## Given task
Any pictures in the records below should be skipped; write out everything else exactly.
-- Start --
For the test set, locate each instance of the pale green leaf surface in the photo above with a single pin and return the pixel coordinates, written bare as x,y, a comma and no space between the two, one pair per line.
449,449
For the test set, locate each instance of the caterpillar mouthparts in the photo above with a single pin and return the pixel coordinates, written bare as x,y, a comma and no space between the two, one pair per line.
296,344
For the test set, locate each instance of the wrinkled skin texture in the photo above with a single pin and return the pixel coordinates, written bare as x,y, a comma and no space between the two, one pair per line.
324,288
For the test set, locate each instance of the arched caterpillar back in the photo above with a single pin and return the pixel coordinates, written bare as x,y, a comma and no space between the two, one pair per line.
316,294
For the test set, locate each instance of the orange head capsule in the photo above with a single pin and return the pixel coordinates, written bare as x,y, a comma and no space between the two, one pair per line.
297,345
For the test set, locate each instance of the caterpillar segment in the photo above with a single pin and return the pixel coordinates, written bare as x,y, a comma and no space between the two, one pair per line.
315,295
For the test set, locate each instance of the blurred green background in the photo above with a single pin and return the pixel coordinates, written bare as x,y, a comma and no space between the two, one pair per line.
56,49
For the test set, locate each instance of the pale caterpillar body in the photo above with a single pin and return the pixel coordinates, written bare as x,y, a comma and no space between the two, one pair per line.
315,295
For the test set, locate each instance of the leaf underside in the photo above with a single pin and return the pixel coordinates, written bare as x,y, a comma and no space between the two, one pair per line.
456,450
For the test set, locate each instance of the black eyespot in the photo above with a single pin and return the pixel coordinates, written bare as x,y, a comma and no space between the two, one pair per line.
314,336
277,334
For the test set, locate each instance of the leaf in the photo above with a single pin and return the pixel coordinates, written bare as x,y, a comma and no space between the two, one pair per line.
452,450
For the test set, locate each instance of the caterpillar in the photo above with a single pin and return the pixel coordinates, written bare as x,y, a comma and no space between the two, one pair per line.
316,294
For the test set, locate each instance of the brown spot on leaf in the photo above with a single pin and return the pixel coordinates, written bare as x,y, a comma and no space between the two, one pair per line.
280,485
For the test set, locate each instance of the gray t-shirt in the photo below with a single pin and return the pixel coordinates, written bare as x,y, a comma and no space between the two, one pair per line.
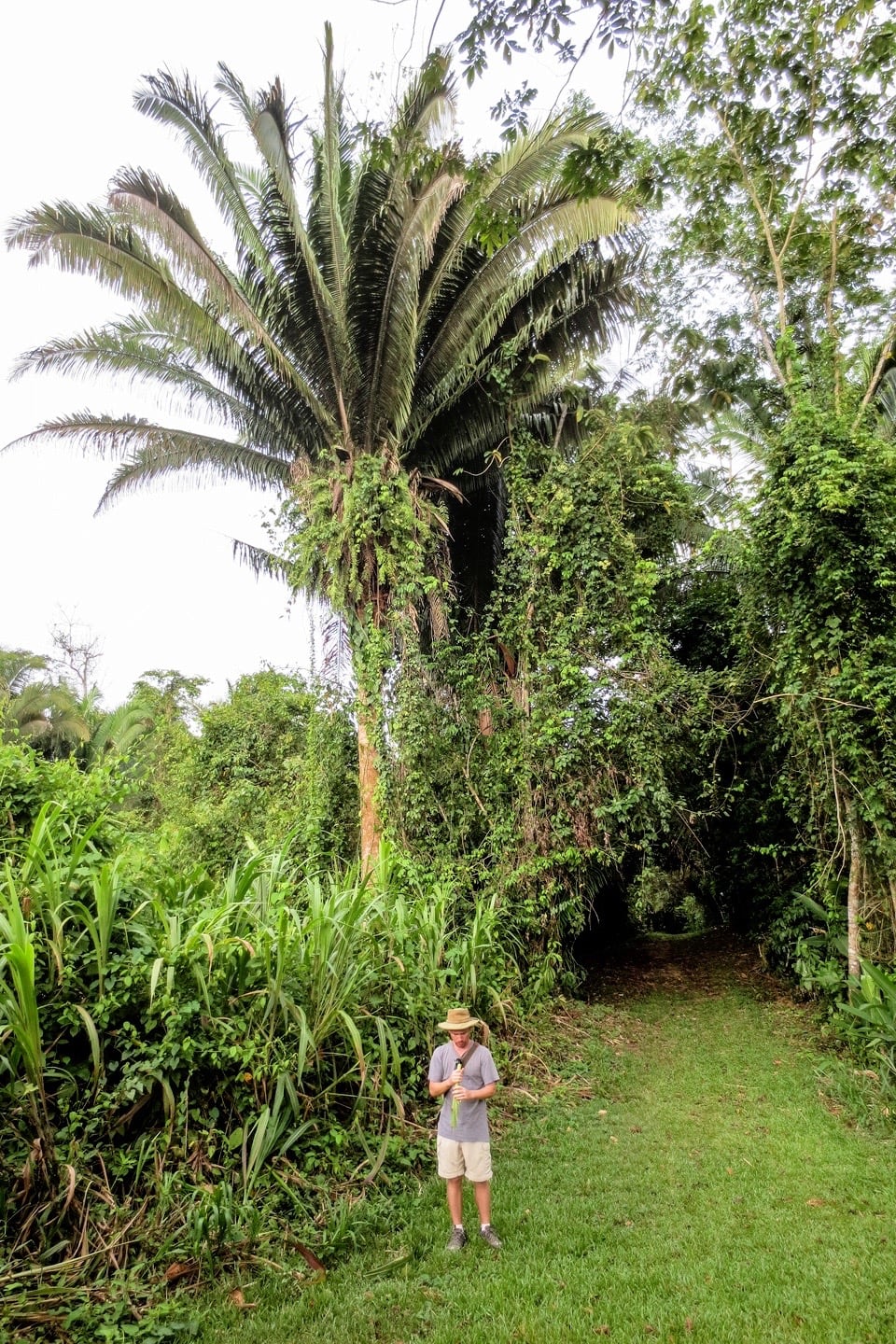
471,1115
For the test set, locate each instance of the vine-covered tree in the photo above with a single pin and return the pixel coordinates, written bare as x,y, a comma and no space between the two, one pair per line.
366,339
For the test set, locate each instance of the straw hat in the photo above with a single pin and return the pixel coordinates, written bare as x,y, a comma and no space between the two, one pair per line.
458,1019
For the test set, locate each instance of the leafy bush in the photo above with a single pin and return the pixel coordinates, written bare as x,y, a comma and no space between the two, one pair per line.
193,1060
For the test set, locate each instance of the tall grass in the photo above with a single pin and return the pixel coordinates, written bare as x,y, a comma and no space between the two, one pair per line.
167,1034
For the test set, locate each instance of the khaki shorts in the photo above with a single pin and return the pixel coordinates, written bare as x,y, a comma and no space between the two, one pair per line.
470,1160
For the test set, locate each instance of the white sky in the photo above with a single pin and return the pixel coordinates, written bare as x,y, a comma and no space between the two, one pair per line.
153,578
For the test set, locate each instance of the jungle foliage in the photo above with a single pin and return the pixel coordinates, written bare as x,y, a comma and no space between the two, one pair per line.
623,653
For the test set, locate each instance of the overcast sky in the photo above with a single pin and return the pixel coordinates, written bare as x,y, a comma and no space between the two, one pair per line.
153,578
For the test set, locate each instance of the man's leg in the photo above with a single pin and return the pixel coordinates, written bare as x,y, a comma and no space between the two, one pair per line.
483,1191
455,1191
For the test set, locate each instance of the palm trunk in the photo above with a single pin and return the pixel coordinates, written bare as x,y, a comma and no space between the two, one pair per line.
853,892
369,778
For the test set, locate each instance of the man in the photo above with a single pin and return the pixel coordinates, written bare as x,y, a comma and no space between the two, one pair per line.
464,1075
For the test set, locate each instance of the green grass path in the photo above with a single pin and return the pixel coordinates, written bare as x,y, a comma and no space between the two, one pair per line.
679,1176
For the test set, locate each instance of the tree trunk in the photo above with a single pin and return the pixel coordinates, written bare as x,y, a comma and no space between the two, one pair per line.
369,778
853,892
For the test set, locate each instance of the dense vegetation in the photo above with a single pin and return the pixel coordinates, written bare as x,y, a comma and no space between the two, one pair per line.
599,680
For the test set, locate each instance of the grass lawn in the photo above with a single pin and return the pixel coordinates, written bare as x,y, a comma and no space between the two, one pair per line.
679,1176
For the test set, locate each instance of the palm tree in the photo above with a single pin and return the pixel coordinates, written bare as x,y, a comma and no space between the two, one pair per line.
378,324
39,711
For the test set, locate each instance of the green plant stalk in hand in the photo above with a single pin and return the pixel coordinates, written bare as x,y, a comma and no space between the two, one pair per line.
458,1074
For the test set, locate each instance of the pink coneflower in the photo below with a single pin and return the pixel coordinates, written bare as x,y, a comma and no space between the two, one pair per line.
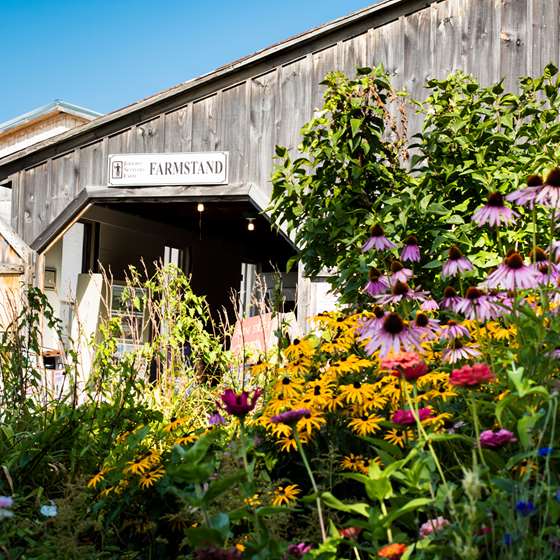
451,299
427,328
527,195
411,251
401,291
494,212
392,336
377,283
475,305
429,305
457,351
456,263
453,330
549,193
512,274
377,240
405,417
399,272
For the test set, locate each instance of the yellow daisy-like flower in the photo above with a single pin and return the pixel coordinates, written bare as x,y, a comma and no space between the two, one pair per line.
299,348
356,392
149,478
365,425
285,495
399,437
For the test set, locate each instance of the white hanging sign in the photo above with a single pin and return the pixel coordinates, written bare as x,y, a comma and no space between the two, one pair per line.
195,168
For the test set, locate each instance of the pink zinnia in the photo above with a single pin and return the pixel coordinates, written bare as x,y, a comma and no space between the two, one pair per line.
494,212
405,417
512,274
377,240
529,193
471,376
399,273
456,263
392,336
495,440
432,526
411,251
377,283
-- End --
## Solution to the exercise
For the test set, locate each instance of the pale green leaf surface in the photo above with a single pin and return the pixel coordinates, written bare as x,y, a comma and no space between the two, one pair per line.
449,449
For the test set, locate each instance of the caterpillar mouthparts in the photo above with a single pin and return the pixel coordinates, written bare as x,y, a comma and no space between the two, one pair per line.
296,344
For the test set, locate each instance of the wrinkled skin texture in the photo above with a single pin and return the pixel coordinates, written bare as x,y, a comma and no space between the two, one pair per line.
324,288
For the test set, locate each instance of the arched caterpillar back in the photo above with a single pin and return the pixel coordinates, written bare as x,y, a comma and no space between the two, one pair per line.
316,294
For the test set, locate each instance of the orange head capsule in the photo above with a single pin and return the pixel coordinates, written bare as x,y, a comma and no space between the two, one pair per line.
297,345
For the test set, locate each instance of the caterpillar segment in the photo above with a single pin and return the pixel coordinates, written bare as x,y, a comma and no space between the two, one pair per line.
315,295
For the test set, locate each instance of the blurred green background in the photo above with a single pin and return the pixel coordinates, written bare as x,y, a comma and no space between the two, one pair per line.
56,49
For the test set, locate each instance of the pale caterpillar body in the photo above with a single pin and return the pixel coordinates, written bare as x,y, a comma and no space between the two, one pair per line.
315,295
For the test set, locate each instance of the leaf underside in the photo above with a single pin and return the pixel coordinates, written bare as x,y, a comma and no space between the two, one pair per line.
456,450
For the test set, locate each instance of the black eyespot in the photo above with a single pin and return the pixel coordinates, written bare as x,y, a comma and no space between the two, one pair per line.
314,336
277,334
For the test set, locate each instance of the leaf in the photo above with a single pin and return the pixel coordinates, written bare as x,y, a comma and no space between the two, one pair per line.
452,450
For the test set, locate each instance of the caterpillar in the photo above with a single pin and return the pixel coordinates, written bare as x,y, a comma and no space between the two, one pair per line.
316,294
For the test set, locate each instance of the brown spot on leaf in the photo above with a single pin and return the pixel coordinates, written bare as x,y, a comma and no space between the two, one pair per line.
280,485
For the test set, locate each instance of the gray t-shirt in the photo below with a single pin and return the pixel coordinates, written bare as x,y, a comma and no space between the two, one pair per line.
471,1115
For the test set, locate each instance of the vine-covered tree in the photo above with a single pin and return the pixel coordinates, written bare as x,y, a comma and no space between the two, one pair per line.
366,339
For the test set, locate each instance of the straw hat in the photo above with a single pin and return the pixel coordinates, written bare as x,y, a comma and no space between the two, one pair per line.
458,1019
For the test set, locate each instance of the leafy bush in the photo above with a single pin and return the pixel coordinates, written bare as x,y, a comma and no space between the two, one pair per line.
193,1060
For the test set, locate each instance of the tall grass in the photo above with a single pin and return the pixel coordinates, written bare as x,y, a comma and no space between the two, one pair per line.
167,1034
For the test set, locate each instance of the khaki shorts in the photo above with a single pin and return the pixel coordinates, written bare as x,y, a comma and no space between the two, one pair per line.
470,1160
For the test set, locate each instance of the white sky in the photo above with a single pin and return the pixel coordinates, written bare as x,y, a comma and no space between the two, one pair per line.
153,578
For the test set, locate each instance of the jungle foliage in the photo above with a single pin and return the pixel coordinates, written bare as x,y, a comma and no space between the two, one pair per line.
623,653
For the test set, locate each instance of the overcast sky in the photo above with a single pin and return the pixel coordinates, written bare as x,y, a comma and no space between the two, one pair per line.
153,578
For the test set, locate each instance of the man's leg in the photo above with a single pin and return the pixel coordinates, written bare as x,y, a comma and no space between the two, one pair per line.
483,1191
455,1191
For the test set, locate each instance of the palm trunk in the photo above with a single pin and return the pixel coordinates, written bare as x,y, a comma and no space between the two, one pair per line.
853,892
369,778
For the test set, locate each instance of the man in the photo above with a single pin and return the pixel coordinates, written bare as x,y, a comma and no space between the two, one pair per line.
464,1075
For the test set, locate each instance of the green grass path in the photo above with a single pin and return the pixel coordinates, written bare as x,y, a comma and no space between the two, one pair per line.
679,1176
For the test set, locate each instance of the tree trunk in the photo above with a single pin and return the pixel coordinates, written bare as x,y, a comma and no space between the two, one pair per line.
369,778
853,892
For the test set, locate each instance of the dense vegetation in the photo above with a single pin and return the pixel coordinates, written bare as x,y, a comma and no space between the two, one pair per line.
599,680
For the test set, locate each instance of the grass lawn in the photo above with a single pin and return the pixel coordinates, written bare as x,y, a comma and no space between the two, one pair per line.
679,1176
For the test set, locate each instance of the palm tree in the photo above with a single pin and return the pixel coordinates, written bare as x,y, a comma and no space between the two, one pair per line.
378,324
39,711
For the test set, locate each instance of the green plant stalk in hand in the photo above with a single pin and return the pixel coordinates, written bare as x,y, a comma and no space between the two, one pair per line.
458,1074
For the test set, locate each instance of the pink coneflower in the photo below with a single pin and return the pixel coordinates, written bare as x,y, a comma and no space between the two, one pair per line.
451,299
427,328
527,195
411,251
401,291
494,212
392,336
377,283
475,305
429,305
457,351
456,263
453,330
549,193
512,274
377,240
405,417
399,272
For the test set, locate each instance of the yellow daisy-like flower in the photo above with a single pin and return the pixel coordinates, written bare as x,y, a comma and no space between the two, one pair per line.
299,348
356,392
149,478
365,425
285,495
399,437
For the test set, locate each instance of the white hanging sign in the photo above with a single pin and return the pixel coordinates, written bare as x,y, a comma and no space between the two, one pair per line.
195,168
For the test set, locate each instance of the pink zinnia in the photo above with a single pin and return the pixel coordinates, written bare as x,y, a comma and no space between the two, one pair per line.
494,212
405,417
512,274
377,240
529,193
471,376
399,273
456,263
392,336
495,440
432,526
411,251
377,283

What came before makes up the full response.